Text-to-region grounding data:
%%

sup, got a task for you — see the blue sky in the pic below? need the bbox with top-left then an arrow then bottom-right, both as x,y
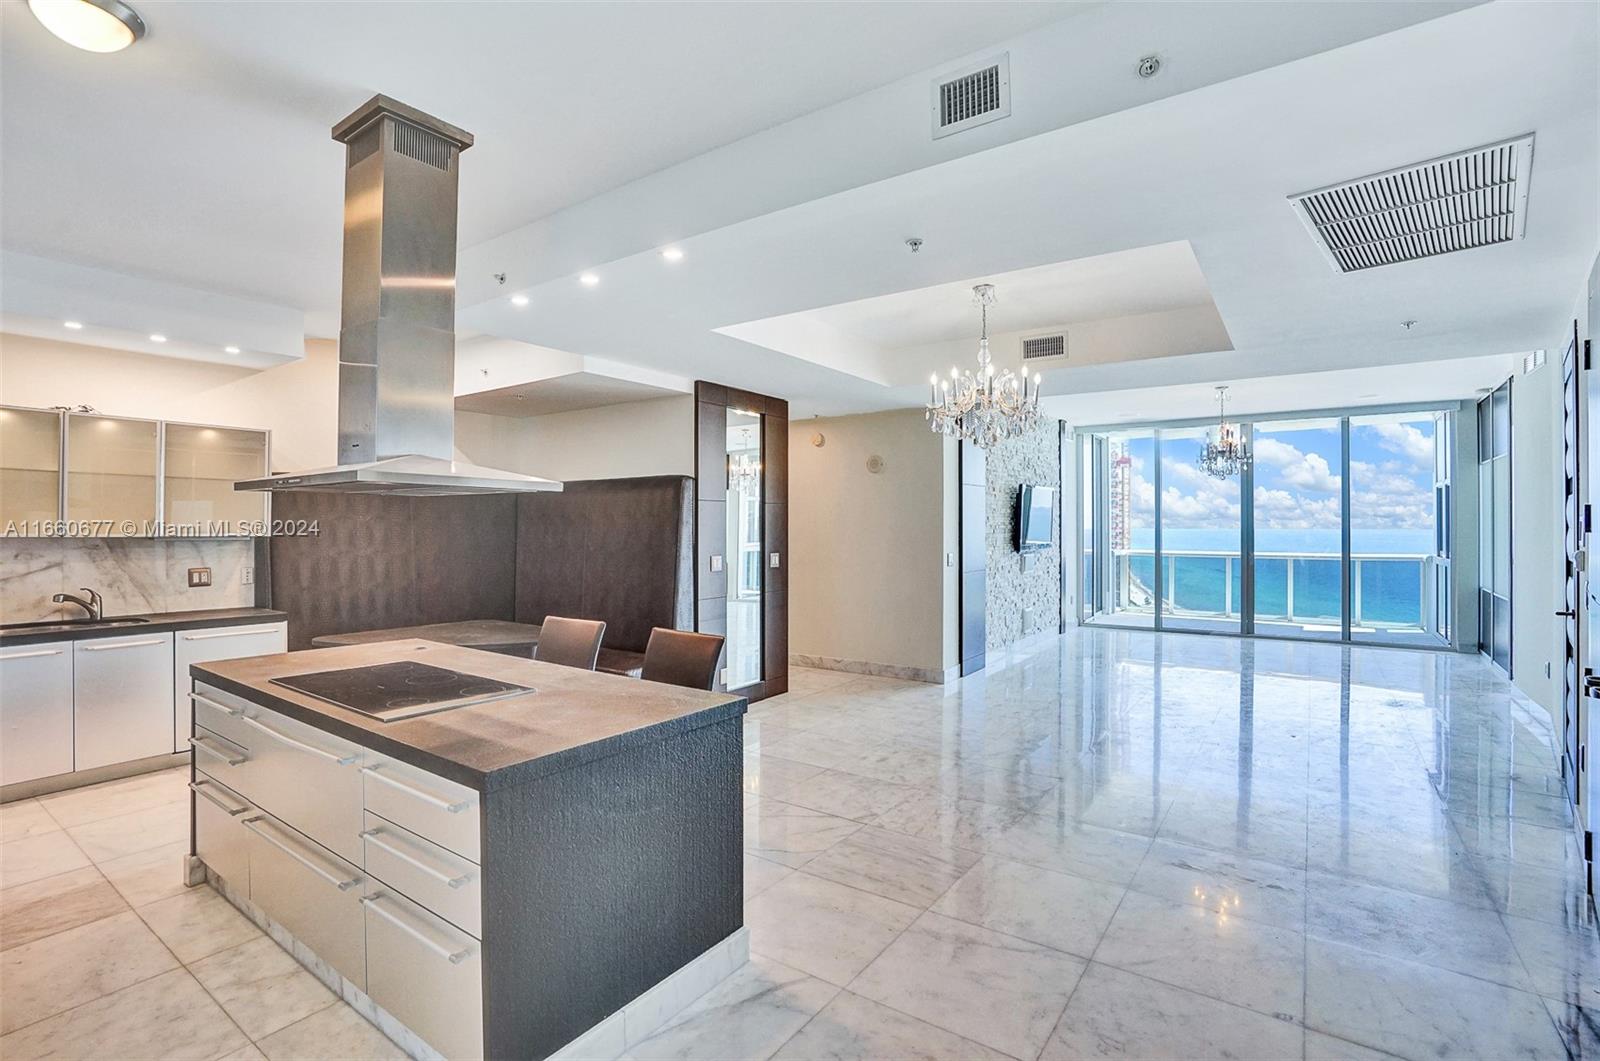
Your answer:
1115,414 -> 1439,532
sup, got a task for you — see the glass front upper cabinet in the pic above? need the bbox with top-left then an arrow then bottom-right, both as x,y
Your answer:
163,423 -> 268,533
0,407 -> 63,529
66,413 -> 160,534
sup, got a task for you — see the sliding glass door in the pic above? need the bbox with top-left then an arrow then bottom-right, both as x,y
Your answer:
1079,405 -> 1454,649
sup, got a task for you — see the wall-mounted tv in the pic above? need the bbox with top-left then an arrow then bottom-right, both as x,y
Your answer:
1016,484 -> 1055,552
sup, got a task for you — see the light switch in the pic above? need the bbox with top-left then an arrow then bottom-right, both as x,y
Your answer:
710,554 -> 723,573
187,567 -> 212,588
769,552 -> 781,568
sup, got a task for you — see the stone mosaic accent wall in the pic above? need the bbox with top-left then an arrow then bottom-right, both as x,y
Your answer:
985,422 -> 1062,651
0,537 -> 256,622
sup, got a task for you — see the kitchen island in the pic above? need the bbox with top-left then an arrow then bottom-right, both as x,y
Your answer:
187,639 -> 746,1060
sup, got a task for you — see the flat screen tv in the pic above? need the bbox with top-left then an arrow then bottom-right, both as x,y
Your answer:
1016,484 -> 1055,552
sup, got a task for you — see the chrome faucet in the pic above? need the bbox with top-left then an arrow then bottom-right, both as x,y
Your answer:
52,587 -> 103,621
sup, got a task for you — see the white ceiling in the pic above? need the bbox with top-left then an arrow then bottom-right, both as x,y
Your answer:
455,373 -> 680,417
0,0 -> 1087,312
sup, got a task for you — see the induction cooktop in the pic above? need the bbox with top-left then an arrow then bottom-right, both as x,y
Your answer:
270,660 -> 532,722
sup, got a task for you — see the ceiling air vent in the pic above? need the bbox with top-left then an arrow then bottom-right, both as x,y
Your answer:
932,53 -> 1010,140
1289,134 -> 1534,273
1021,333 -> 1067,363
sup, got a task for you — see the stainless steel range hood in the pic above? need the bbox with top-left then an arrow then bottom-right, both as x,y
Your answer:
237,95 -> 561,497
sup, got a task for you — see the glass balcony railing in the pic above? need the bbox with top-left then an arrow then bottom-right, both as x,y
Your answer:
1110,549 -> 1438,632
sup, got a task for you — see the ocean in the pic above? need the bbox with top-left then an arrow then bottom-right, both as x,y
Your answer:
1122,528 -> 1434,624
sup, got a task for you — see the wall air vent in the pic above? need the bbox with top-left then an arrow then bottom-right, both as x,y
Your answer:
932,53 -> 1010,140
1289,134 -> 1534,273
1524,349 -> 1546,375
1021,333 -> 1067,362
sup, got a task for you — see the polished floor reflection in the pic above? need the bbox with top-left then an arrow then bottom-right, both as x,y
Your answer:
2,628 -> 1593,1059
700,628 -> 1594,1060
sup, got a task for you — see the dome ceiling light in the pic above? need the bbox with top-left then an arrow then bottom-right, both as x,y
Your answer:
28,0 -> 146,53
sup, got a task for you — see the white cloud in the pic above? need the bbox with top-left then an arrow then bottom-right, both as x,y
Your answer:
1254,437 -> 1341,494
1368,422 -> 1434,469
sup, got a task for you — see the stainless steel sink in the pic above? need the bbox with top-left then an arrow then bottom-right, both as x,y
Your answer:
0,617 -> 153,634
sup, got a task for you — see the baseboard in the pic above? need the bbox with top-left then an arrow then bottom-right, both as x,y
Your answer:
789,653 -> 951,685
1,751 -> 187,804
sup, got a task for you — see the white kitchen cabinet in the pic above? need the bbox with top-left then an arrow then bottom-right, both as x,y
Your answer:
173,622 -> 287,752
73,633 -> 175,770
0,641 -> 74,785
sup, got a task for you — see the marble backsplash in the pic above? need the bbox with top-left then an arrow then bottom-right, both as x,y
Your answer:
0,538 -> 257,622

%%

Task requirements -> The response should be an exact copy of the lines from the one with "sup, got a task for you — see the baseboard" through the end of the data, with no other text.

Your solution ->
sup, got a task for you — see the baseboard in the pic above? need the bbox with top-left then an arrow then bottom-right, both as x,y
Your answer:
789,653 -> 951,685
1,751 -> 187,804
sup, got a task for you — see the white kitchen cabinet in the pic above? need the bbox with top-left then an arrow then bottom-right, both as x,y
Your answer:
173,622 -> 287,752
73,633 -> 175,770
0,641 -> 74,785
sup, got a task for you — see the marble backsplash in the pic above? need the bbox with top-left then an arrow then bottom-right, both as x,y
Your answer:
0,538 -> 257,622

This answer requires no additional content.